Exercise description :: Copy out the listing below line for line, changing nothing.

Source material ::
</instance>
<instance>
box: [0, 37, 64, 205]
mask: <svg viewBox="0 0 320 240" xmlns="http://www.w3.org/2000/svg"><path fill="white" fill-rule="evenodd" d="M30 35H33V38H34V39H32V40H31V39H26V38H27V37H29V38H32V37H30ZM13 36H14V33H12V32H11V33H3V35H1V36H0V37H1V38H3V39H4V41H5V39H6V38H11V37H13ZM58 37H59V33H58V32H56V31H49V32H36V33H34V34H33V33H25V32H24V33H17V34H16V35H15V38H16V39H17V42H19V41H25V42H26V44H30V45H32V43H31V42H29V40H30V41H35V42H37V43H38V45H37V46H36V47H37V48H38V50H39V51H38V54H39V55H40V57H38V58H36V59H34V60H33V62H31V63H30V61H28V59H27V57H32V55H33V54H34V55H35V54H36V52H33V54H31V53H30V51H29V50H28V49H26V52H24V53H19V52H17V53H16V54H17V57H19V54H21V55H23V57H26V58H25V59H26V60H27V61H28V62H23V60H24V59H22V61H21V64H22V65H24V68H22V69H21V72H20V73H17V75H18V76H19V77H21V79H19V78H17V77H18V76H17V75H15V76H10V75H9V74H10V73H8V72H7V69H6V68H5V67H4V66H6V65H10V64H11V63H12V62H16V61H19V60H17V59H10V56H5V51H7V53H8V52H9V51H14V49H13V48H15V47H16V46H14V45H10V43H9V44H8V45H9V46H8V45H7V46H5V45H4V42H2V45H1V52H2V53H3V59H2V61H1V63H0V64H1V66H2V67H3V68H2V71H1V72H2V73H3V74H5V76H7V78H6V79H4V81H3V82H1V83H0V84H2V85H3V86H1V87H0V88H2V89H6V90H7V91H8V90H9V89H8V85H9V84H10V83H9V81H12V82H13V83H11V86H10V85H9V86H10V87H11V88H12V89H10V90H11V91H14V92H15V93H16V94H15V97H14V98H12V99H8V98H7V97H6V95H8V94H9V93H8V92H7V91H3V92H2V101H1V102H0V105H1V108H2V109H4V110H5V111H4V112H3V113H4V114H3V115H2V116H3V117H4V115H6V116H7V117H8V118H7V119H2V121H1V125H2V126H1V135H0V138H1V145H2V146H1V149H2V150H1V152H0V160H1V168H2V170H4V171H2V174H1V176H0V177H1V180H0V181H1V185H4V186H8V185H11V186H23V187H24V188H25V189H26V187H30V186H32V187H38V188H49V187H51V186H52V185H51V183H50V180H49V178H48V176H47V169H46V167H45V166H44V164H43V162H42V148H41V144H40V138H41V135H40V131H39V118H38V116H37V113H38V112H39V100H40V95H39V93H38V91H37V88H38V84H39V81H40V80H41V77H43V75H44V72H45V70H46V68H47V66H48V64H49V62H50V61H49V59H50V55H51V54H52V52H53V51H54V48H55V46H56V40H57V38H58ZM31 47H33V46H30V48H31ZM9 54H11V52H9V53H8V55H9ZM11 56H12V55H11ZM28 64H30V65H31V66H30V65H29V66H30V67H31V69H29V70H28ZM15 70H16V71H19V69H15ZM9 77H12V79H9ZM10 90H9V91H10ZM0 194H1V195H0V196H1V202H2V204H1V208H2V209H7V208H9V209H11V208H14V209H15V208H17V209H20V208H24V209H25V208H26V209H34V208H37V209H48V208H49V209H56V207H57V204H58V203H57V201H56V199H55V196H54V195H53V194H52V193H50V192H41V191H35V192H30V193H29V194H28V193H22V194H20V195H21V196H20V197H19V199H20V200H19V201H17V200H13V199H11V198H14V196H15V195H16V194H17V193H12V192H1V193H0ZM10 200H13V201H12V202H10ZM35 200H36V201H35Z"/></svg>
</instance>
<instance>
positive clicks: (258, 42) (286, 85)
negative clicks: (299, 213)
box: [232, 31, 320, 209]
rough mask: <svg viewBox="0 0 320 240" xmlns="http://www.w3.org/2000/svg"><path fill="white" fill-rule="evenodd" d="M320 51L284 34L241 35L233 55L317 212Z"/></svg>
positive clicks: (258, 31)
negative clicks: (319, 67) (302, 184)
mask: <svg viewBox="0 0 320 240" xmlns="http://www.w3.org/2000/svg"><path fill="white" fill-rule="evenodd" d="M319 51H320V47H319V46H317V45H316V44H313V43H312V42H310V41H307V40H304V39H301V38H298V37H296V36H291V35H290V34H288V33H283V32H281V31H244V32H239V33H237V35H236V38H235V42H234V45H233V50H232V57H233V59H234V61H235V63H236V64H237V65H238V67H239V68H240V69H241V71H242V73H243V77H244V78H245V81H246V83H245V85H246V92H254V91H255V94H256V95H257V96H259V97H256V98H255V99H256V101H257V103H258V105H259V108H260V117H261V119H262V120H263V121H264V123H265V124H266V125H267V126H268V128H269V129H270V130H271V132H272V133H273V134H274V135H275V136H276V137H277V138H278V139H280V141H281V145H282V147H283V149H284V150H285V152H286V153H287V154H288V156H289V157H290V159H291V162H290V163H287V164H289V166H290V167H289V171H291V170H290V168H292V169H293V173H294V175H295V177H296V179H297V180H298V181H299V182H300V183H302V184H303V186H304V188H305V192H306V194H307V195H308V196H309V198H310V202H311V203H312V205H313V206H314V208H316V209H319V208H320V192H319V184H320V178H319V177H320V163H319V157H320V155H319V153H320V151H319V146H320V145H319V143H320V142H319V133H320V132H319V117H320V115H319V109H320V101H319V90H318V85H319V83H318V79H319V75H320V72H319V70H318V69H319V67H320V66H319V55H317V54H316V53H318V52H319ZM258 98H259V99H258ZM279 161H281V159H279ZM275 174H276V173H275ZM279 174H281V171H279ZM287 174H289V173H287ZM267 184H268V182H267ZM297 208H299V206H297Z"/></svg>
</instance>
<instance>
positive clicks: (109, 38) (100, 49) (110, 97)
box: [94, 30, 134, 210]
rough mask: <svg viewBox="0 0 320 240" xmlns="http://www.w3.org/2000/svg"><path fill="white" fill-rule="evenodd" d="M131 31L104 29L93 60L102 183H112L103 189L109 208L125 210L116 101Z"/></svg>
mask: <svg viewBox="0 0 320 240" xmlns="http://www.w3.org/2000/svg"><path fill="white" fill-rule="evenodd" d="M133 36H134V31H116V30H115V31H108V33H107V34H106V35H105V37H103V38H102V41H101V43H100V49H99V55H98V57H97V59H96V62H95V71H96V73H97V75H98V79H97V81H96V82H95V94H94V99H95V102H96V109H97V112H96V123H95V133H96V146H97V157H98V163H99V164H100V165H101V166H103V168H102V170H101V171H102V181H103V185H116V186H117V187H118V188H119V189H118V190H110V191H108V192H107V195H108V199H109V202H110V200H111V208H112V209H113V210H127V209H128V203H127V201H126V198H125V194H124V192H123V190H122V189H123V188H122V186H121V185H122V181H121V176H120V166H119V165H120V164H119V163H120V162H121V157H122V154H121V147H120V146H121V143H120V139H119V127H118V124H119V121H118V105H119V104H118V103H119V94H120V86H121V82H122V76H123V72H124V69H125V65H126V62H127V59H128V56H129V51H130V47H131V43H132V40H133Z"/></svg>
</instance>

Result of this exercise ::
</instance>
<instance>
box: [0, 37, 64, 205]
mask: <svg viewBox="0 0 320 240" xmlns="http://www.w3.org/2000/svg"><path fill="white" fill-rule="evenodd" d="M30 35H33V38H34V39H32V40H31V39H26V38H27V37H29V38H32V37H30ZM13 36H14V33H12V32H11V33H3V35H1V36H0V37H1V38H3V39H4V41H5V39H6V38H11V37H13ZM58 37H59V33H58V32H56V31H49V32H36V33H34V34H33V33H25V32H24V33H17V34H16V35H15V38H16V39H17V42H19V41H25V42H26V44H30V45H32V43H31V42H29V40H30V41H35V42H37V43H38V45H37V46H36V47H37V48H38V50H39V51H38V54H39V55H40V57H38V58H36V59H34V60H33V62H31V63H30V61H28V59H27V57H32V55H33V54H34V55H35V54H36V52H33V54H31V53H30V51H29V50H28V49H26V52H24V53H19V52H17V53H16V54H17V57H19V54H21V55H23V57H26V58H25V59H26V60H27V61H28V62H23V60H24V59H22V61H21V64H22V65H24V68H22V69H21V72H20V73H17V75H18V76H19V77H21V79H19V78H17V77H18V76H17V75H15V76H10V75H9V74H10V73H8V72H7V69H6V68H5V67H4V66H6V65H10V64H11V63H12V62H16V61H19V60H17V59H10V56H5V51H7V53H8V52H9V51H14V49H13V48H15V47H16V46H14V45H10V43H9V44H8V45H9V46H8V45H7V46H5V45H4V42H2V45H1V52H2V53H3V59H2V61H1V63H0V64H1V66H2V67H3V68H2V71H1V72H2V73H3V74H5V76H7V78H6V79H4V81H3V82H1V83H0V84H2V85H3V86H1V87H0V88H2V89H6V90H7V91H8V90H9V89H8V85H9V84H10V83H9V81H12V82H13V83H11V86H10V85H9V86H10V87H11V88H12V89H10V90H11V91H14V92H15V93H16V94H15V97H14V98H12V99H8V98H7V97H6V95H8V94H9V93H8V92H7V91H3V92H2V101H1V102H0V105H1V108H2V109H4V110H5V111H4V112H3V113H4V114H3V115H2V116H3V117H4V115H6V116H7V117H8V118H7V119H2V121H1V125H2V126H1V135H0V138H1V145H2V146H1V149H2V150H1V152H0V160H1V168H2V170H4V171H2V174H1V176H0V177H1V180H0V181H1V185H4V186H8V185H11V186H23V187H24V188H25V189H26V187H30V186H32V187H38V188H49V187H51V186H52V185H51V183H50V180H49V178H48V176H47V169H46V167H45V166H44V164H43V162H42V148H41V144H40V138H41V135H40V131H39V118H38V116H37V113H38V112H39V100H40V95H39V93H38V91H37V88H38V84H39V81H40V80H41V77H43V75H44V72H45V70H46V68H47V66H48V64H49V62H50V61H49V59H50V55H51V54H52V52H53V51H54V48H55V46H56V40H57V38H58ZM31 47H33V46H30V48H31ZM9 54H11V52H9V53H8V55H9ZM11 56H12V55H11ZM28 64H30V65H31V66H30V65H29V66H30V67H31V69H29V70H28ZM15 70H16V71H19V69H15ZM9 77H12V79H9ZM10 90H9V91H10ZM0 194H1V195H0V196H1V202H2V204H1V208H2V209H7V208H9V209H11V208H14V209H15V208H17V209H20V208H24V209H25V208H26V209H34V208H37V209H48V208H49V209H56V207H57V204H58V203H57V201H56V199H55V196H54V195H53V194H52V193H50V192H41V191H35V192H30V193H29V194H28V193H22V194H20V195H21V196H20V197H19V199H20V200H19V201H17V200H13V199H11V198H14V196H15V195H16V194H17V193H12V192H1V193H0ZM10 200H13V201H12V202H10ZM35 200H36V201H35Z"/></svg>
</instance>
<instance>
positive clicks: (258, 42) (286, 85)
negative clicks: (299, 213)
box: [232, 31, 320, 209]
rough mask: <svg viewBox="0 0 320 240" xmlns="http://www.w3.org/2000/svg"><path fill="white" fill-rule="evenodd" d="M320 51L284 34L241 35L233 55L317 212Z"/></svg>
positive clicks: (258, 31)
negative clicks: (319, 67) (302, 184)
mask: <svg viewBox="0 0 320 240" xmlns="http://www.w3.org/2000/svg"><path fill="white" fill-rule="evenodd" d="M319 51H320V47H319V46H317V45H316V44H313V43H312V42H310V41H307V40H304V39H301V38H298V37H296V36H291V35H290V34H288V33H283V32H281V31H244V32H239V33H237V35H236V38H235V42H234V45H233V50H232V57H233V59H234V61H235V63H236V64H237V65H238V67H239V68H240V69H241V71H242V73H243V77H244V78H245V81H246V83H245V85H246V92H254V91H255V94H256V95H257V96H259V97H256V98H255V99H256V101H257V103H258V105H259V108H260V117H261V119H262V120H263V121H264V123H265V124H266V125H267V126H268V128H269V129H270V130H271V132H272V133H273V134H274V135H275V136H276V137H277V138H278V139H280V141H281V145H282V147H283V149H284V150H285V152H286V153H287V154H288V156H289V157H290V159H291V162H290V163H287V164H289V166H290V167H289V171H291V170H290V168H292V169H293V173H294V175H295V177H296V179H297V180H298V181H299V182H300V183H302V184H303V186H304V188H305V192H306V194H307V195H308V196H309V198H310V202H311V203H312V205H313V206H314V208H316V209H319V208H320V192H319V184H320V178H319V177H320V163H319V157H320V155H319V153H320V151H319V146H320V145H319V143H320V142H319V133H320V132H319V117H320V115H319V109H320V101H319V90H318V85H319V83H318V79H319V75H320V72H319V70H318V69H319V67H320V66H319V55H317V54H316V53H318V52H319ZM258 98H259V99H258ZM279 161H281V159H279ZM275 174H276V173H275ZM279 174H281V171H279ZM287 174H289V173H287ZM267 184H268V182H267ZM297 208H299V206H297Z"/></svg>
</instance>
<instance>
positive clicks: (109, 38) (100, 49) (110, 97)
box: [94, 30, 134, 210]
rough mask: <svg viewBox="0 0 320 240" xmlns="http://www.w3.org/2000/svg"><path fill="white" fill-rule="evenodd" d="M131 31L104 29L93 60L102 183H112L103 189L109 208L125 210L116 101Z"/></svg>
mask: <svg viewBox="0 0 320 240" xmlns="http://www.w3.org/2000/svg"><path fill="white" fill-rule="evenodd" d="M133 36H134V31H116V30H115V31H108V33H107V34H106V35H105V37H103V38H102V41H101V43H100V49H99V55H98V57H97V59H96V62H95V71H96V73H97V75H98V79H97V81H96V82H95V94H94V99H95V102H96V109H97V112H96V123H95V133H96V146H97V157H98V163H99V164H100V165H101V166H103V168H102V170H101V171H102V181H103V185H116V186H117V187H118V188H119V189H118V190H110V191H108V192H107V195H108V199H109V202H110V200H111V208H112V209H113V210H127V209H128V203H127V201H126V198H125V194H124V192H123V190H122V189H123V188H122V186H121V185H122V181H121V176H120V166H119V165H120V164H119V163H120V162H121V157H122V154H121V147H120V146H121V143H120V139H119V127H118V124H119V121H118V105H119V104H118V103H119V94H120V86H121V82H122V76H123V72H124V69H125V65H126V62H127V59H128V56H129V51H130V47H131V43H132V40H133Z"/></svg>
</instance>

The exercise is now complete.